◆ Passage to read:
◆ ◆ ◆ ◆ ◆ ◆ ◆

Novella wrote about this study at Science-Based Medicine and Handley immediately jumped in to rebut it.
Handley accuses Novella of "atomic stupidity," and if there's one thing Handley knows well, it's all varieties of "stupidity," right? Unfortunately, knowing it, more in the biblical sense than in being able to recognize it, leads to Handley's latest bit of it at AoA. Why deal with the Wakefield and Krigsman fall-out when you can deflect it onto Novella and Orac? I think we can all rest assured that Orac is not beloved by the AoA personages. Novella, though, only rarely makes it on the radar with Handley, who likes to pretend he's never heard of him each time he mentions him.
Before moving back to the study and links to bloggers who capably discuss this study, I'd like to focus on Handley and the idea that Novella has engaged in "atomic stupidity."
I don't think Handley's using atomic right in any sense of the word, even if we can connote what he means from the context. Atomic is variously defined as:
"Indivisible; cannot be split up." Define That
1.of, pertaining to, resulting from, or using atoms, atomic energy, or atomic bombs: an atomic explosion.
2.propelled or driven by atomic energy: an atomic submarine.
3.Chemistry. existing as free, uncombined atoms.
4.extremely minute." Dictionary.com
What does Handley think it means? I don't think he meant tiny, do you? I assume he means collosal, tremendous, enormous stupidity. Stupidity that is mind boggling. Stupidity that is awe-inspiring in its power. What was this overwhelming, overpreening stupidity? Novella wrote: “Many children are diagnosed between the age of 2 and 3, during the height of the childhood vaccine schedule… The true onset of autism in most ASD children likely began a year or two prior to the vaccines that are blamed as the cause” (taken from AoA for simplicity). Oh my. Seriously, that's Handley's nitpick and the start of an article in which he claims it's the first time he's read Novella's blog. Even though he wrote a blog on April 22, 2009, about Novella?

◆ ◆ ◆ ◆ ◆ ◆ ◆

◆ Data records:
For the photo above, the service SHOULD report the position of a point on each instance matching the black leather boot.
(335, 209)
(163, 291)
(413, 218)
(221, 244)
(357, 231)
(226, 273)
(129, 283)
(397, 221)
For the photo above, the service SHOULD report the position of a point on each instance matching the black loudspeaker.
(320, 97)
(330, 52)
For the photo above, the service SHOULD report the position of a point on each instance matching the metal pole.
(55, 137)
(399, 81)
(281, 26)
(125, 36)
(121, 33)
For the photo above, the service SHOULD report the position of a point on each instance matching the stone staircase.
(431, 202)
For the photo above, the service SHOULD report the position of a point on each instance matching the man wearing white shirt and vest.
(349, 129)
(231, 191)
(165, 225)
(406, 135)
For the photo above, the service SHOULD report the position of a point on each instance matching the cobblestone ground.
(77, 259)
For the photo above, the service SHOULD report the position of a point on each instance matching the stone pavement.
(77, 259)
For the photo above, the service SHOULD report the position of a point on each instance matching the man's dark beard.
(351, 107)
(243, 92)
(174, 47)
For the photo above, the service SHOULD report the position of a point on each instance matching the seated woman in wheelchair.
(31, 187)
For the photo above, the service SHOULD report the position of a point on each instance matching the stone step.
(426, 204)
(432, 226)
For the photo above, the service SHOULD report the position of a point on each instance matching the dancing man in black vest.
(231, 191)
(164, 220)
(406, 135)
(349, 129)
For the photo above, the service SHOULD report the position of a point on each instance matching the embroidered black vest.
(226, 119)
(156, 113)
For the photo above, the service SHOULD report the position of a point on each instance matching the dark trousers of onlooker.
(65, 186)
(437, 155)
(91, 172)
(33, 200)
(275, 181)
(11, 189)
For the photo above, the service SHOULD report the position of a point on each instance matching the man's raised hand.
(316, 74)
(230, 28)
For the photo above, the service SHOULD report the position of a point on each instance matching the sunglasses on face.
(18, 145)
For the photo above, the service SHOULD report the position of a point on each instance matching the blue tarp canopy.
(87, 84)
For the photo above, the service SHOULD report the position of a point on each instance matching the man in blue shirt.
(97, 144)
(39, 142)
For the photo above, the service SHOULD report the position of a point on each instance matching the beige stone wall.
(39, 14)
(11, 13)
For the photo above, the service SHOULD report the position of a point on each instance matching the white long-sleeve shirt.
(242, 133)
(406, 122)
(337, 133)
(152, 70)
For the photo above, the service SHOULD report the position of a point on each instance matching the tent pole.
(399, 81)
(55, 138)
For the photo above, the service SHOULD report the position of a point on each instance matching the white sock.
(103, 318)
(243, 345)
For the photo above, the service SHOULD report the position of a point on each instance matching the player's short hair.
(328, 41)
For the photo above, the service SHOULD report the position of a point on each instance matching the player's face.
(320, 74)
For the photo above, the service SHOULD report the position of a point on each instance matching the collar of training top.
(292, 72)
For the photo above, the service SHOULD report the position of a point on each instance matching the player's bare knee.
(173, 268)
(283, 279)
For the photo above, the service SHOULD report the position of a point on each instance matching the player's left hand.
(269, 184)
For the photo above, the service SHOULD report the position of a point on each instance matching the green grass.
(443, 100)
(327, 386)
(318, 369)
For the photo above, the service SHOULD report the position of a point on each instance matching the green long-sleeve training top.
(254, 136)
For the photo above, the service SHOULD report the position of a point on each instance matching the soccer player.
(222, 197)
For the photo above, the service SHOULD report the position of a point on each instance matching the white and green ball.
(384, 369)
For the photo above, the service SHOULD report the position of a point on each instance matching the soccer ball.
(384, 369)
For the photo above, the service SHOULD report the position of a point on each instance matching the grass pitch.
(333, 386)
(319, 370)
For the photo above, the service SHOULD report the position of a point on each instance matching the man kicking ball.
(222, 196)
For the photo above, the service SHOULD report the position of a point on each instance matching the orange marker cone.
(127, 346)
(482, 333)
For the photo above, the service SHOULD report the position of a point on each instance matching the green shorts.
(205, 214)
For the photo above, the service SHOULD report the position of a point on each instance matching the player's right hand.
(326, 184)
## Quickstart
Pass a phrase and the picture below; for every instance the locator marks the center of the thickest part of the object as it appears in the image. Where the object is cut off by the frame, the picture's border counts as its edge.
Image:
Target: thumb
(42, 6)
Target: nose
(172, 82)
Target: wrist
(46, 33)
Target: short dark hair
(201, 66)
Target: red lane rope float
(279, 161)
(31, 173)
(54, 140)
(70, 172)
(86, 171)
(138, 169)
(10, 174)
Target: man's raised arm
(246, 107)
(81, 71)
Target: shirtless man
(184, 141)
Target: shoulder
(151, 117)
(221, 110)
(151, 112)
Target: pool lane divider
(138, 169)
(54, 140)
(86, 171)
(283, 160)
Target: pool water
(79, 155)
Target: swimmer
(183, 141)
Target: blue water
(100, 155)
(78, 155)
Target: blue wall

◆ ◆ ◆ ◆ ◆ ◆ ◆

◆ Exercise instructions: Continue the blog post about Handley's "atomic stupidity" charge against Novella from its final sentence, keeping the same voice and argument.

◆ Output of the exercise:
For an in depth look at the study itself, Novella, despite Handley's allegation of "atomic stupidity," recently wrote on it. After Handley attacked, Novella rebutted and refined his statement, noting that he could have been more precise. Today, Orac weighed in. Emily ably discusses the study, as well. All three of these individuals (discarding Handley) and so many of the commenters at Orac's and Novella's blogs took on this topic in an informative, often entertaining, and interesting way. So well in fact that I won't reinvent the wheel when the topic has been dealt with as well as it has. I will, though, share my comment left at Orac's:
It isn' that autism is a condition which develops over time; that's a semantic problem. Autism is a condition that becomes apparent over time. These two sentences are vastly different in meaning. Autism appears to be a neurological difference set by birth that as developmental milestones are not met or gradually become delayed compared to the child's cohort, the condition becomes manifest and diagnosable.
Memory is faulty at best and denial ain't just a river in Egypt. Having three on the spectrum, I can relate anecdotally that you can know the signs, know what to look for, admit your child has issues and still not be willing to call it autism until left with no choice.
So, there's my nitpick. The other is with the whole idea that autism is a disease. In a strict medical sense, yes, it does meet the criteria, but since the public does not use the same operationalized definition of disease, and because of the negative connotation it has, neurological difference is much more accurate and less pejorative.
A succinct working definition of autism, then, would be this: autism is a neurological difference that is set in place by birth which becomes apparent as early as six months to a year in many cases. And no one associated with the mainstream field of autism research or clinical practice would quibble or be surprised by this working definition.